# Selected passage

Ah… romance on campus. Unlike American movies, this drama does not involve your typical students playing pranks on roommates, partying all night, drinking just to get drunk, or students who never seem to need to study. It is after all an Asian drama and we all know Asian kids study hard (or die at the hands of their karate fighting parents!).
With the prestigious Harvard University as the backdrop, the drama starts off by introducing Kim Hyun-woo, an international student here to represent South Korea at Harvard Law. He is proud, he is smart, he is funny, and he believes in justice. Your typical hero. Yes, he has an accent and can’t speak very well in English, but he does have a heart-melting smile!
Enter the serious and top of the class student, Hong Jung-min. Your typical rival. Complete with the wanting on Hyun-woo for his father. Always the best in everything he does and he knows it. Great in class, great on court (haha he’s a lawyer AND a basketball player!), and great with the ladies. He knows he’s got game and he will do anything to be the best. Too bad his English is worse than Hyun-woo’s… Maybe that’s why he doesn’t get the girl, the girl being the lovely Kim Tae Hee, who has the two men throwing daggers at each other whenever possible.

# Data listing
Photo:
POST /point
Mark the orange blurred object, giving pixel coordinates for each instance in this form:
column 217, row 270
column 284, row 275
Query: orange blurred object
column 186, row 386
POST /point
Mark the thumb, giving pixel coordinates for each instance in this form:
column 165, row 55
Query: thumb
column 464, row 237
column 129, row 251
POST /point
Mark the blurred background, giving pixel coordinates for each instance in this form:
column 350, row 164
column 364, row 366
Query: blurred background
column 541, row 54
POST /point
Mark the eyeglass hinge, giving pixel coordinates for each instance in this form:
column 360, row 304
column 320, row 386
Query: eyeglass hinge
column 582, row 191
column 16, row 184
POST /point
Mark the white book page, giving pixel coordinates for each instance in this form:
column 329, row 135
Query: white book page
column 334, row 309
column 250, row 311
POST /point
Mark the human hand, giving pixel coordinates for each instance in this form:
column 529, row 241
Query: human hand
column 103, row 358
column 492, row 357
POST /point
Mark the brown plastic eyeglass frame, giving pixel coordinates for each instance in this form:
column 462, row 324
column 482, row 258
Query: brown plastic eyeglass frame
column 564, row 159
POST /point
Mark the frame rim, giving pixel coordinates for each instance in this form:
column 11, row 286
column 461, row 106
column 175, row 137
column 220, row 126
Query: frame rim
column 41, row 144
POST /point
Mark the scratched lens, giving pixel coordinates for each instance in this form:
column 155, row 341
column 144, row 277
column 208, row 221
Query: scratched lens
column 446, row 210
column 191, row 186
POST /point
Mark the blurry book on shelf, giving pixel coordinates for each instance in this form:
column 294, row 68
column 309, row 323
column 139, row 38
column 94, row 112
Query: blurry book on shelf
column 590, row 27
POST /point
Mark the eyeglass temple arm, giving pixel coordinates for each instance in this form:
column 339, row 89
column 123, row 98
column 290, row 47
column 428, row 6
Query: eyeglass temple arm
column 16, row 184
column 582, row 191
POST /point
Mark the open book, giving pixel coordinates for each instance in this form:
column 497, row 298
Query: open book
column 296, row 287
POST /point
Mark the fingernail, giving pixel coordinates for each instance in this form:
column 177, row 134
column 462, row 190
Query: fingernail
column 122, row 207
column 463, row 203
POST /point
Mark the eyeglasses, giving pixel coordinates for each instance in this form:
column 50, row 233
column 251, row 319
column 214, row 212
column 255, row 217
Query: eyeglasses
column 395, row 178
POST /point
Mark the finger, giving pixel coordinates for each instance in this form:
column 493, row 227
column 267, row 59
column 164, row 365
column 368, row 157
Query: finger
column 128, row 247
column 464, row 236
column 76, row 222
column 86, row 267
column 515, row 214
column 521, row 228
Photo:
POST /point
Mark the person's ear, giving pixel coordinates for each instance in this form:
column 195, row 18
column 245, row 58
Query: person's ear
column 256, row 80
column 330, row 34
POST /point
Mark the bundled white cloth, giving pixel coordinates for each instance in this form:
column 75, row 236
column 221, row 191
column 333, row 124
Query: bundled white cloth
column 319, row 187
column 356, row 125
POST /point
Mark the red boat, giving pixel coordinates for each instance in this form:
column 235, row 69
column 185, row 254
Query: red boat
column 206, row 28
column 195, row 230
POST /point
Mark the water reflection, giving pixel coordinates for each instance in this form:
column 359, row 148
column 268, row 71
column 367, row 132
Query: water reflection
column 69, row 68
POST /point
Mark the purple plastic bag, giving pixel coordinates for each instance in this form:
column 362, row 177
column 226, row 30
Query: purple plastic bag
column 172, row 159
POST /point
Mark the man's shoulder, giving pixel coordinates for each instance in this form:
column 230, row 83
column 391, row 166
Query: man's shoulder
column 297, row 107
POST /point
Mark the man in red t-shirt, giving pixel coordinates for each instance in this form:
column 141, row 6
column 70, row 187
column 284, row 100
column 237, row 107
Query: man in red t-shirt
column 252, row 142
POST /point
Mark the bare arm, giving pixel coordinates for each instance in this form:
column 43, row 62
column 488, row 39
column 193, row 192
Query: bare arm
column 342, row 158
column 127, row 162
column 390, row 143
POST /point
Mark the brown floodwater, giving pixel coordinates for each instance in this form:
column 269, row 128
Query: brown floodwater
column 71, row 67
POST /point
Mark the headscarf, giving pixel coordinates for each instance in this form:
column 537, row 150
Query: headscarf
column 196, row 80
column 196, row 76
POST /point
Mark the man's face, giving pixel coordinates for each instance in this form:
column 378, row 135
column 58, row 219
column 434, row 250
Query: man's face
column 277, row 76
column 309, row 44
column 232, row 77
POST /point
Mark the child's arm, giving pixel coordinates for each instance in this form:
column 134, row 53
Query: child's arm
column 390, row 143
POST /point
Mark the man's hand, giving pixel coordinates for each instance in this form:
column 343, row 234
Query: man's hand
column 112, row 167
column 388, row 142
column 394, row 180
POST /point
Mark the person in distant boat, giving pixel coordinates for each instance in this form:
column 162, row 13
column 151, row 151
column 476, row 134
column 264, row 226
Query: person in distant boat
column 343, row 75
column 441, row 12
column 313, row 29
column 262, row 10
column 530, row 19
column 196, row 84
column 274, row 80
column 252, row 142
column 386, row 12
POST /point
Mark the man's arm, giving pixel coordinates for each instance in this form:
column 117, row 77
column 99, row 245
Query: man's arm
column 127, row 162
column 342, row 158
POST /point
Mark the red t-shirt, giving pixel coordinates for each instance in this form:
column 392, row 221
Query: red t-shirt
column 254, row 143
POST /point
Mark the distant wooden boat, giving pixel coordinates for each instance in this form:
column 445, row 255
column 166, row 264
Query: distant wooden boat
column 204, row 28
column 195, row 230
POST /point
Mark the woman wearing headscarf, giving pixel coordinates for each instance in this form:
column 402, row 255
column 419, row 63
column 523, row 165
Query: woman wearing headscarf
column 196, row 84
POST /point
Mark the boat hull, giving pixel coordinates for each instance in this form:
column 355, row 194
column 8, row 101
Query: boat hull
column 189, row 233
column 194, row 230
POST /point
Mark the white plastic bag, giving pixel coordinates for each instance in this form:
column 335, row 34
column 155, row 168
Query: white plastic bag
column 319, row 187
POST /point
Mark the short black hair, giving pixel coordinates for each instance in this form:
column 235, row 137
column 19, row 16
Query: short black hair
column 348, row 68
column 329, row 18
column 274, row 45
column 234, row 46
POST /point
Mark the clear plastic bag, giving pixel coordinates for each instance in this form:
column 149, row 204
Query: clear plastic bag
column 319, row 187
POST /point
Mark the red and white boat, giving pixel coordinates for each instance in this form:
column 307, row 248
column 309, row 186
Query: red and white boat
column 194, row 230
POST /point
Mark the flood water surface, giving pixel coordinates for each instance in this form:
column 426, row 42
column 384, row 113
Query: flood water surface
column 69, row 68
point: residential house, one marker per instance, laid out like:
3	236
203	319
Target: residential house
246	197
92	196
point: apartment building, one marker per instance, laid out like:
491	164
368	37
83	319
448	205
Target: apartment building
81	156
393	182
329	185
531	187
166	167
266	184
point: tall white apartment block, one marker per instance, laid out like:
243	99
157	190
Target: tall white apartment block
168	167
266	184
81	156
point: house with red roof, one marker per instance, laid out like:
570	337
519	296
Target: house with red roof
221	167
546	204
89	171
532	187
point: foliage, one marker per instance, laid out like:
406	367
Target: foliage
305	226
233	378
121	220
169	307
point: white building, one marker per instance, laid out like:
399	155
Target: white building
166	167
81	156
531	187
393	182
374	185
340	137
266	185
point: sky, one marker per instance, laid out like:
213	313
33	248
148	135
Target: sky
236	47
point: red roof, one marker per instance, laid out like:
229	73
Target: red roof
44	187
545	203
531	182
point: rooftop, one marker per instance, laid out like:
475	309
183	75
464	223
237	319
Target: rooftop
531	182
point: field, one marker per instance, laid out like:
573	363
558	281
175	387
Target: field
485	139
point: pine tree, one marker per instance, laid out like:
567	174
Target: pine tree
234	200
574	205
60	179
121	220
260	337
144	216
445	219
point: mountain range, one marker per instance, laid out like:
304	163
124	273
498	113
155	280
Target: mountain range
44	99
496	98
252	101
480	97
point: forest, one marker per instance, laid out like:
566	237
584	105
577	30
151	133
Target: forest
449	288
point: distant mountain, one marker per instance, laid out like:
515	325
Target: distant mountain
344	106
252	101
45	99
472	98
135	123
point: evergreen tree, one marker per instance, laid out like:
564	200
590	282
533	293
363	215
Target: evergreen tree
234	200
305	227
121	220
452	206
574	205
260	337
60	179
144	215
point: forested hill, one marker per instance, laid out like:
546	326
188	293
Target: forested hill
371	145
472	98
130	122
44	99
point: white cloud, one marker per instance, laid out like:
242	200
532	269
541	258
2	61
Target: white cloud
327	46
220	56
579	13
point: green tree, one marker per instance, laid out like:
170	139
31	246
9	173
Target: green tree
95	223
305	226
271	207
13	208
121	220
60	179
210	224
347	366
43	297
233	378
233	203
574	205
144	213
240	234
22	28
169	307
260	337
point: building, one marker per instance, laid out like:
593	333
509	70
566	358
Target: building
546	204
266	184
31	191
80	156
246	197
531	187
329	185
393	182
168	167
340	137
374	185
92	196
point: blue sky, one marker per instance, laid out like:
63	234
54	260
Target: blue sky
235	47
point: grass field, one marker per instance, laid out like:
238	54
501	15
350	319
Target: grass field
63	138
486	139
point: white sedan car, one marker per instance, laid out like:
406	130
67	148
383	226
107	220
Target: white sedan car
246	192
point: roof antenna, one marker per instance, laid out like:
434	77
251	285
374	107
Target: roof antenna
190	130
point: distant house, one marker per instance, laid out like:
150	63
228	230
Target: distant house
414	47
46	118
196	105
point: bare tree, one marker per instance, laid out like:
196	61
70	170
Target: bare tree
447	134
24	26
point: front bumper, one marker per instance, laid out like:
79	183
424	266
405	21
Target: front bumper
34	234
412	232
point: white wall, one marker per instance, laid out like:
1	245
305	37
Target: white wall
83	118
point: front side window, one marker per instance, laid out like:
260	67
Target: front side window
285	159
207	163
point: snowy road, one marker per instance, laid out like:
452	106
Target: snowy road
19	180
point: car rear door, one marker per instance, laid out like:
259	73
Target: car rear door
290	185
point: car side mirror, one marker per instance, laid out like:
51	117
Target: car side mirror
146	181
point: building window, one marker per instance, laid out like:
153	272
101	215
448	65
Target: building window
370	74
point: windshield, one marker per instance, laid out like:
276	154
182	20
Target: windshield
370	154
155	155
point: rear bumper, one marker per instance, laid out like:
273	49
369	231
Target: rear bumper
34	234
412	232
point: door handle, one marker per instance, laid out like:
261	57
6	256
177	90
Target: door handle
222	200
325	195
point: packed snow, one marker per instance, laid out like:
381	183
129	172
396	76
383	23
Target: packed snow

# Parts of the exercise
(a) Does the drama review agree with each statement? Answer yes or no for each, and quote the deciding words: (i) Kim Hyun-woo is at Harvard Law to represent South Korea; (ii) Hong Jung-min speaks better English than Hyun-woo; (iii) Hong Jung-min plays basketball.
(b) Recast the drama review's paragraph beginning "With the prestigious Harvard University" as a short list, keeping its main facts.
(c) Carry on the drama review from the point where it stops.
The material placed after the drama review stands apart from it.

# Outputs for the tasks
(a)
(i) Yes: "an international student here to represent South Korea at Harvard Law"
(ii) No: "Too bad his English is worse than Hyun-woo’s"
(iii) Yes: "he’s a lawyer AND a basketball player!"

(b)
- The drama is set at Harvard University.
- Kim Hyun-woo is an international student representing South Korea at Harvard Law.
- He is proud, smart and funny, and he believes in justice, like a typical hero.
- He has an accent and can't speak English very well, but he has a heart-melting smile.

(c)
Even though for a good chunk of the drama you have to endure the unfortunate accents of our Korean actors, it did help how the writers were able to create a lot of situations where the actors thankfully also get to speak in Korean. The fact that they are eye candy also helped. :p The non-Korean actors on the other hand… they could speak English, but acting? TT______TT Thankfully the writers end the love story at Harvard and bring us back home to Korea where the rivalry between Hyun-woo and Hong-min continues in both their professional and personal lives.
Don’t get me wrong, so far the drama is playing out quite well even with all the accents and the bad acting from the supporting characters. The romance and rivalry between the three main characters is interesting to watch and so is the challenge Hyun-woo faces in dealing with the dreaded professor. However, while I thanked the writers for taking us back to Korea, where our actors could comfortably speak in their native tongue, I also realized 15 minutes into the episode that the drama’s plot would go downhill from there… Because that’s when all the melodrama starts! Complete with the evil white man, opposing parents, near death crashes, and cancer.
My bad. There’s no cancer.
Yes, so why did I keep going until the end? Because I invested so many hours watching the two fall in love and I wanted to see how their relationship would end! Grrrr… TT___TT
Skip this drama. If you do watch it then I suggest only watching up to episode 6.
p.s. – I would repeatedly bang my head against the wall whenever that aweful theme song played!